Extract provided:
○ ○ ○ ○ ○
= Merse (politician) =

Chinese politician

Merse (also known as Guo Daofu, 1894–?) was an Inner Mongolian politician, best known as a founder of the Inner Mongolian People's Revolutionary Party (IMPRP). He was a Daur from a noble family native to Hulunbuir.

==Names==
"Merse" is transcribed into Chinese as 墨爾色 (Mò'ěrsè). The final "e" is pronounced, not silent as in English; to emphasise this, some sources write "Mersé". Others write Mersee, a transcription from the Mongolian Cyrillic alphabet spelling Мэрсээ. It is an abbreviation of the Daur name Mersentei (墨爾森泰 (Mò'ěrsēntài)). He also used the Chinese name Kuo Tao-fu (郭道甫 (Guō Dàofu)), formed with his courtesy name (道甫) as a given name and the first character Guo of his Daur clan name Gobulo (郭博勒 (Guōbólē)) as a Chinese-style surname. He also used the art-name Chun Hwang (浚黃 (Jùn Huáng)).

==Education and early career==
Merse studied at the Mongol-Manchu School (滿蒙學校) in Hailar. In 1910 he entered the Heilongjiang First Provincial Middle School (黑龍江省立第一中學), graduating four years later. In 1915, he enrolled in the Russian Language Institute (俄文專修館) of the Ministry of Foreign Affairs in Beijing. After completing his course there in 1917, he returned to his hometown Hailar, where in 1918 he established a private school. In 1920 the local government converted it into a banner-supported public school; he continued as principal.

==In politics==
Early in his political life, Merse established close ties with the independent state of Mongolia and the Soviet Union. In 1922, he attended a Pan-Mongolist conference organised by Buryat at Verkhneudinsk (today Ulan-Ude, capital of the Republic of Buryatia). In October 1925, he became the secretary-general of the newly founded Inner Mongolian People's Revolutionary Party at Kalgan (Zhangjiakou. Even the name of the party itself represented Merse's careful balancing act between the Mongolian People's Revolutionary Party in independent Mongolia, and the various political parties in China, at a time of Kuomintang-Chinese Communist Party (CCP) cooperation during the First United Front: the Mongolian name echoed the MPRP's Mongolian name, while the Chinese name echoed "Kuomintang".
○ ○ ○ ○ ○
(Stored dataset items)
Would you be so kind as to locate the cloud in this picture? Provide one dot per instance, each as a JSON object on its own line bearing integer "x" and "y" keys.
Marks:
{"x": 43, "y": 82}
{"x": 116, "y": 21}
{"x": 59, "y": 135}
○ ○ ○ ○ ○
Requirements:
**a)** List every school or institute the article on Merse says he attended.
**b)** In the article on Merse, rewrite the paragraph beginning "'Merse' is transcribed into Chinese" as a bulleted list that keeps its main facts.

Answers to the exercise:
**a)**
- Mongol-Manchu School (滿蒙學校) in Hailar
- Heilongjiang First Provincial Middle School (黑龍江省立第一中學)
- Russian Language Institute (俄文專修館) of the Ministry of Foreign Affairs in Beijing

**b)**
- Chinese transcription: 墨爾色 (Mò'ěrsè).
- The final "e" is pronounced, so some sources write "Mersé."
- "Mersee" is a transcription from the Mongolian Cyrillic spelling Мэрсээ.
- "Merse" abbreviates the Daur name Mersentei (墨爾森泰).
- His Chinese name was Kuo Tao-fu (郭道甫). It combines his courtesy name 道甫 as a given name with Guo, the first character of his Daur clan name Gobulo (郭博勒), as a surname.
- He also used the art-name Chun Hwang (浚黃).